== Written task ==
Show each line in the records below that contains the word "blue", copying every such line in full.

== Material provided ==
+++++

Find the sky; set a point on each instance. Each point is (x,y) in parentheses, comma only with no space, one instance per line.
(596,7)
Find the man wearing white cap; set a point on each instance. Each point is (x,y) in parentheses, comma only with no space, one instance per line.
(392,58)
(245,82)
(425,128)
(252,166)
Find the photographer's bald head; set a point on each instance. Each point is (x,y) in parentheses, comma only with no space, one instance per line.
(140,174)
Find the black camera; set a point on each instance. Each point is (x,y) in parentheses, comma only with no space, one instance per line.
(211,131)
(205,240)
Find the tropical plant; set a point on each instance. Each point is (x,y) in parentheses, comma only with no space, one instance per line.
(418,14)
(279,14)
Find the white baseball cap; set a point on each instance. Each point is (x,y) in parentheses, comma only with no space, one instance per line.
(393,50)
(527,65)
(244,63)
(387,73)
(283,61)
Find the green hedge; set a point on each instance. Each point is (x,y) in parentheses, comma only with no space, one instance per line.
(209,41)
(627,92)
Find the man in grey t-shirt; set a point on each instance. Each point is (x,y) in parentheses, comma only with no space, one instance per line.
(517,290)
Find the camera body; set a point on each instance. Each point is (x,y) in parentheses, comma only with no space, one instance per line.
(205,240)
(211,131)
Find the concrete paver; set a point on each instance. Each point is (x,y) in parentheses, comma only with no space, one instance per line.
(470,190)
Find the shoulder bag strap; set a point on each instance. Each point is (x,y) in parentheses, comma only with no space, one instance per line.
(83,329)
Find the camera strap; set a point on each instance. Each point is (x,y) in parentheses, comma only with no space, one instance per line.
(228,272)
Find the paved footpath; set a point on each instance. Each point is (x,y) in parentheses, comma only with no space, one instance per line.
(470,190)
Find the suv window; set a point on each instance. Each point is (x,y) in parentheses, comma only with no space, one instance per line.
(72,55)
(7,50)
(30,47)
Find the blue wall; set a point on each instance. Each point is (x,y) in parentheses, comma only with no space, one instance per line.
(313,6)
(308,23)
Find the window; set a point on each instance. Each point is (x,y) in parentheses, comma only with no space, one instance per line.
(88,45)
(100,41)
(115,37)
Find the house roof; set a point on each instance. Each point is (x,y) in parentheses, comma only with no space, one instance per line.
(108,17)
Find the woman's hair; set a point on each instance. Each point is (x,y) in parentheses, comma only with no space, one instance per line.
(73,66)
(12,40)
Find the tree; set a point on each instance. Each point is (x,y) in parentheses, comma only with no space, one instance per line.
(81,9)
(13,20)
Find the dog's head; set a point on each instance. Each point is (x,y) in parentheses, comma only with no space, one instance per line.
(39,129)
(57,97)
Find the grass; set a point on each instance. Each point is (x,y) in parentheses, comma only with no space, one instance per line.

+++++

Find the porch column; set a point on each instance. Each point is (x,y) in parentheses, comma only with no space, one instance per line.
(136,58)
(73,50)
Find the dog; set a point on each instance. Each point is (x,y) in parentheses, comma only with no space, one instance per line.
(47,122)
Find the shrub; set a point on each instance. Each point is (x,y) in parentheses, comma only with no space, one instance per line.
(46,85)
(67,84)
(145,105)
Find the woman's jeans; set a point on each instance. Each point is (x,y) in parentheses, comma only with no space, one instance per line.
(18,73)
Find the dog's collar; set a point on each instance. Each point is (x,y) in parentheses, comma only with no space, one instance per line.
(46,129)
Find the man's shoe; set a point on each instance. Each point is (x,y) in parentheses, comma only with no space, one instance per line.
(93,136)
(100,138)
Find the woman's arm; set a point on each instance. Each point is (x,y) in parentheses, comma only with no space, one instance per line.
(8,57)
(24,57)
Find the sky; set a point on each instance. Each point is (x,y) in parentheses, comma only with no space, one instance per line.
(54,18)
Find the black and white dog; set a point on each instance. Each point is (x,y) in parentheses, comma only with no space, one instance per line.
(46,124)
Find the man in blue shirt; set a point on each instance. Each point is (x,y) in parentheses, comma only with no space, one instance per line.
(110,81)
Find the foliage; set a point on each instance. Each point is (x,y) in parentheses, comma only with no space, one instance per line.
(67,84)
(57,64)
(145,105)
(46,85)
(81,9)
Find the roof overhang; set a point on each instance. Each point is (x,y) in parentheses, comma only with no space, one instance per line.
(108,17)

+++++

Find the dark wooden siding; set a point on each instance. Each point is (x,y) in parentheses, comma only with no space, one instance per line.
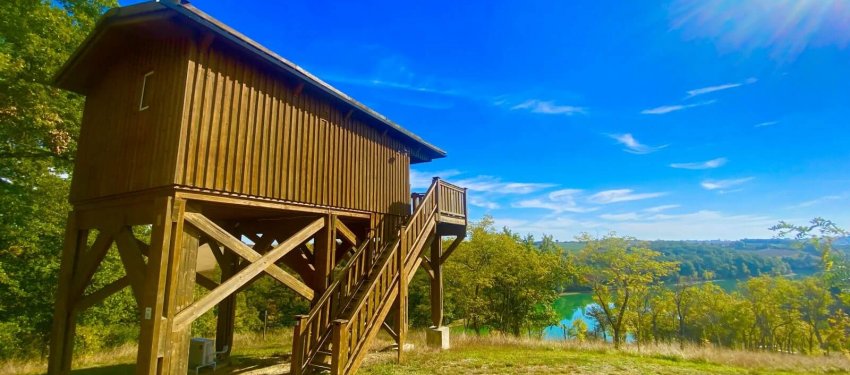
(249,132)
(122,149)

+++++

== Task solution ==
Find the blue wall; set a point on each instance. Each point is (x,y) in parentheses, comma only with no space, one instance per line.
Find the man in blue shirt; set a point on each instance. Each point is (x,y) in parentheses, comma only with no space, one instance per line.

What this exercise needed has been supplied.